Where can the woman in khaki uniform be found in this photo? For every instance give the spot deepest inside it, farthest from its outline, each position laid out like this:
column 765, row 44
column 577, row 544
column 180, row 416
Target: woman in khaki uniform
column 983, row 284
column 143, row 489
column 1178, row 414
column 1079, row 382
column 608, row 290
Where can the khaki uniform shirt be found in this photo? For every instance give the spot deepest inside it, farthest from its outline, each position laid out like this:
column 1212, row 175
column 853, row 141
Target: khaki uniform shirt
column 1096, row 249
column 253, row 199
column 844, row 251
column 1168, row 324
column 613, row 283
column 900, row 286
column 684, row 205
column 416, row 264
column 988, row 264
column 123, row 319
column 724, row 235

---+---

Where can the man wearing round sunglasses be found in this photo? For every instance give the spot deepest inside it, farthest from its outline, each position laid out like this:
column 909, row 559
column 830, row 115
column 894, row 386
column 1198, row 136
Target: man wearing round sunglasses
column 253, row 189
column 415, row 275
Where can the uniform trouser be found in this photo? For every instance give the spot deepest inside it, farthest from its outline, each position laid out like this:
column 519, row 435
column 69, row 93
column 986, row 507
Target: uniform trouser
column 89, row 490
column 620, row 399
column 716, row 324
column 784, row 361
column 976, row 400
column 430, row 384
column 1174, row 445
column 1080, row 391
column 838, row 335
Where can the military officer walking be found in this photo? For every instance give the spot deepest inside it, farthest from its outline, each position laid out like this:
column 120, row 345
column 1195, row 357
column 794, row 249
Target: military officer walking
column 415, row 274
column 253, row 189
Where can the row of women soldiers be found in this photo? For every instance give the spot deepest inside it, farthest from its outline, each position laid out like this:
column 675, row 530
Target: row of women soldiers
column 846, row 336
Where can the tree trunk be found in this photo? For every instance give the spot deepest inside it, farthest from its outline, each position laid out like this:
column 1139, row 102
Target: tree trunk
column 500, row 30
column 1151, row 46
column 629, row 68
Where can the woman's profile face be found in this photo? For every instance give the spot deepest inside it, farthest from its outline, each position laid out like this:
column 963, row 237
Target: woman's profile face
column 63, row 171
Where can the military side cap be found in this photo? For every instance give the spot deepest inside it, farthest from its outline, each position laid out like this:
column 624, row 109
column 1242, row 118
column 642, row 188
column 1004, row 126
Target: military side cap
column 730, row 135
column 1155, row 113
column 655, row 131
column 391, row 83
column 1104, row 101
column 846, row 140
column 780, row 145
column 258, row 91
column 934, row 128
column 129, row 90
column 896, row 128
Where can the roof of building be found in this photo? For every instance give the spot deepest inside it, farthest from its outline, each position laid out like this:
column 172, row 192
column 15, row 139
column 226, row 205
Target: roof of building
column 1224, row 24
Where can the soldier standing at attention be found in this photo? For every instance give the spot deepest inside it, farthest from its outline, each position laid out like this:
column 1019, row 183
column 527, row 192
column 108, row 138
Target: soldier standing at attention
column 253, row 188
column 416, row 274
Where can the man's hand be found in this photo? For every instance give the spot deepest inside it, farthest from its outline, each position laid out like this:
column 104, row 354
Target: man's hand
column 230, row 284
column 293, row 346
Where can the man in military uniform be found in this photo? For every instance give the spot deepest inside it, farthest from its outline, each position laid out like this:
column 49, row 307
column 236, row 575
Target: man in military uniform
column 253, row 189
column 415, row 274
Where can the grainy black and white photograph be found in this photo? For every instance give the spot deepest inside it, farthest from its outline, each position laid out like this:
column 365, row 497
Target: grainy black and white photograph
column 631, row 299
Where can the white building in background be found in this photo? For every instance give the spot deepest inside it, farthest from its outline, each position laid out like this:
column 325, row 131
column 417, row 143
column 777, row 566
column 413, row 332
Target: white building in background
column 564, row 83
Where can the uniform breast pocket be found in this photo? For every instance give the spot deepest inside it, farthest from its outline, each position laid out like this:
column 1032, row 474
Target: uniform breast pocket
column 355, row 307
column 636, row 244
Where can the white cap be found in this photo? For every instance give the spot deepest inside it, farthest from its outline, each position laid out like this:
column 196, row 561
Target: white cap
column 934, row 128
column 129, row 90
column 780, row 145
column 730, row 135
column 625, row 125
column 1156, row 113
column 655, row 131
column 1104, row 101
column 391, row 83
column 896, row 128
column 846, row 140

---+---

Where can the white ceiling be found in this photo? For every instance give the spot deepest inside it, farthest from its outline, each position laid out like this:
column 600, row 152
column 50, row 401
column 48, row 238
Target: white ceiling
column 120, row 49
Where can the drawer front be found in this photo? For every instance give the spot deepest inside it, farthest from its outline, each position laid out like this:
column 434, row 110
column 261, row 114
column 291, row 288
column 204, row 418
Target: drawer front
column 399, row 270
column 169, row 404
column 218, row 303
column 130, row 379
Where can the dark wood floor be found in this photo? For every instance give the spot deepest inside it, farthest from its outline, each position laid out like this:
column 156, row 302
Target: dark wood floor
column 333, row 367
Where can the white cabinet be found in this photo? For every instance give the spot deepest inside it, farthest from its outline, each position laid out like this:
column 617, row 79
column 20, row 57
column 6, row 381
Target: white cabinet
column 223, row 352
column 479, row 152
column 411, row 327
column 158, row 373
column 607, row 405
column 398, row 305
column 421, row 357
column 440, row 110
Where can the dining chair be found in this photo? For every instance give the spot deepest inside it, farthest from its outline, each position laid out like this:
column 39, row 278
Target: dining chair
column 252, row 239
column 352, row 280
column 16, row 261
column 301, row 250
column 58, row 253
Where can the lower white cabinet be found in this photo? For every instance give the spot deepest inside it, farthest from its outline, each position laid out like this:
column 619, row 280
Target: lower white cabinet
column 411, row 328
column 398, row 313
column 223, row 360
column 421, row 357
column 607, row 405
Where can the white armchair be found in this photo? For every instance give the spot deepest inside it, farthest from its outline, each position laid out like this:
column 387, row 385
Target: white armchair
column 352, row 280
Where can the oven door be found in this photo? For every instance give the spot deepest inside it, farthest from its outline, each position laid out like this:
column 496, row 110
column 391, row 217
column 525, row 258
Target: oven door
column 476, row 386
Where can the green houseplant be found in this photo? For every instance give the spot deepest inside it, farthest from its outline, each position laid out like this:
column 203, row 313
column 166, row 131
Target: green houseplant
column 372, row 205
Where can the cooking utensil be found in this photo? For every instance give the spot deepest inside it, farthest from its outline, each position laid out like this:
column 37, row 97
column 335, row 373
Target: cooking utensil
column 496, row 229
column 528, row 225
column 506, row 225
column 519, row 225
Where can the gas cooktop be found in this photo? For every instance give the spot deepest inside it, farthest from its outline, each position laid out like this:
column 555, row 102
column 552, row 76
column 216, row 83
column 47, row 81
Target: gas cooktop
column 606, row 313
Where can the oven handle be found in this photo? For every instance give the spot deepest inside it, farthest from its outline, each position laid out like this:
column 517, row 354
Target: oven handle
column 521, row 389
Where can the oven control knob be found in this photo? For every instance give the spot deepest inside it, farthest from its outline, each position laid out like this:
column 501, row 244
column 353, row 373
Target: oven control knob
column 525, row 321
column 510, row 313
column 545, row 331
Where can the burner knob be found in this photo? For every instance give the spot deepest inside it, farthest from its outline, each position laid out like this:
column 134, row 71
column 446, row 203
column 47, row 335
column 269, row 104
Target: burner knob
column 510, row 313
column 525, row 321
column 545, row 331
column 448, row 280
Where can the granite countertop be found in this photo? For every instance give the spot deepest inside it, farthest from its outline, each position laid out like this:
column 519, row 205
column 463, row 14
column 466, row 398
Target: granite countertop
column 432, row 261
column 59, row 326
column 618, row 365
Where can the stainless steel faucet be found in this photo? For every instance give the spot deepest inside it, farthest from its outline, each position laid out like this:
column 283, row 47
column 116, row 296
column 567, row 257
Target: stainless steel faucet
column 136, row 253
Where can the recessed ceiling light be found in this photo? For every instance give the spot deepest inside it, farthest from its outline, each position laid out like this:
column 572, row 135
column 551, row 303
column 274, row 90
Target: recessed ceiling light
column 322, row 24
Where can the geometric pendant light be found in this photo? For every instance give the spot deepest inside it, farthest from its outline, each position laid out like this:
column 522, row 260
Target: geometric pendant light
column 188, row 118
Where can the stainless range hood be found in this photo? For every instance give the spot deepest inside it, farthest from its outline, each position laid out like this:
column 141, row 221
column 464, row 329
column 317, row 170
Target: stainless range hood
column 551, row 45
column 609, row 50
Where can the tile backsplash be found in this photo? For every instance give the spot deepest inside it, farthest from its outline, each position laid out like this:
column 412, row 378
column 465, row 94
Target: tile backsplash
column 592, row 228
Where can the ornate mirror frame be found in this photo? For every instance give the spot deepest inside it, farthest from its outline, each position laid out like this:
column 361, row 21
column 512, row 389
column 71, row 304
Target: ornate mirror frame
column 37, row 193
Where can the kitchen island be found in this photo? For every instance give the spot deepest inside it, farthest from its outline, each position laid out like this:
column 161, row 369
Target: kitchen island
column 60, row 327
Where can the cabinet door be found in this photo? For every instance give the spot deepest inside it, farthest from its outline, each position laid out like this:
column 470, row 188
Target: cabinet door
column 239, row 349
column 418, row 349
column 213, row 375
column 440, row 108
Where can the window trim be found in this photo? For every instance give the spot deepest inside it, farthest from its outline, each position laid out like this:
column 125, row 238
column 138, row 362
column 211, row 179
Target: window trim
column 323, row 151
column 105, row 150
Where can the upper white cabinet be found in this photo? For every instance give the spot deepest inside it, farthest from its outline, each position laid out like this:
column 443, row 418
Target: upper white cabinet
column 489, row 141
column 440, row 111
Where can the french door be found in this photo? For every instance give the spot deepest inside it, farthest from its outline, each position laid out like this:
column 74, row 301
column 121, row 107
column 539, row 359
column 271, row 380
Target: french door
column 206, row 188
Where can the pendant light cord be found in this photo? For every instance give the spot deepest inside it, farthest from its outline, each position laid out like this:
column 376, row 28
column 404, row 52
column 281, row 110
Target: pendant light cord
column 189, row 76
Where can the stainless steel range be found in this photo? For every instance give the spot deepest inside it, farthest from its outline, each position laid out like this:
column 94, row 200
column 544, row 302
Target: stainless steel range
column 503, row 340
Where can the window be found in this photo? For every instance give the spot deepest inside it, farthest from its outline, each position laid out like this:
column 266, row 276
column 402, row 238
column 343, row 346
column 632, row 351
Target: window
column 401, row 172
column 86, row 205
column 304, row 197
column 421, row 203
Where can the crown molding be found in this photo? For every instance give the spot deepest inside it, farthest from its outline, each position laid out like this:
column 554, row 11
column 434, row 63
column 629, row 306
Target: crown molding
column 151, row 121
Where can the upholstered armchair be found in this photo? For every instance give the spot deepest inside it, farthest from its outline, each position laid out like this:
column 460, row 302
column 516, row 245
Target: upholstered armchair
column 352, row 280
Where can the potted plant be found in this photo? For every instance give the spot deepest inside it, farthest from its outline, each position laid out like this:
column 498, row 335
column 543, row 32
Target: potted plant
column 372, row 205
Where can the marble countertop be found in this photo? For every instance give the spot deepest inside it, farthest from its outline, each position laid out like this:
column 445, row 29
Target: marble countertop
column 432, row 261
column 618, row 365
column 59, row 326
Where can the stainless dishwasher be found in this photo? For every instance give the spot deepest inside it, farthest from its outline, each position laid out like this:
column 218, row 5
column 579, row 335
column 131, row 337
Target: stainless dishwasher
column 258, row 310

---+---

Copy the lines above exactly, beginning at the line that has "column 617, row 79" and stopping after the line that has "column 619, row 280", and omit the rest.

column 617, row 79
column 20, row 57
column 6, row 381
Target: white cabinet
column 223, row 352
column 479, row 152
column 411, row 327
column 158, row 373
column 607, row 405
column 398, row 305
column 421, row 357
column 440, row 110
Where can the dining chair be found in this photo? For every instance give the spot deepest inside it, farthest from its outline, each position laid out like this:
column 39, row 278
Target: dining chair
column 252, row 239
column 352, row 280
column 16, row 261
column 301, row 250
column 58, row 253
Where can the lower white cabinet be found in this photo? For every instance give the spot deepest inside it, farthest from its outline, each position laid out like this:
column 619, row 280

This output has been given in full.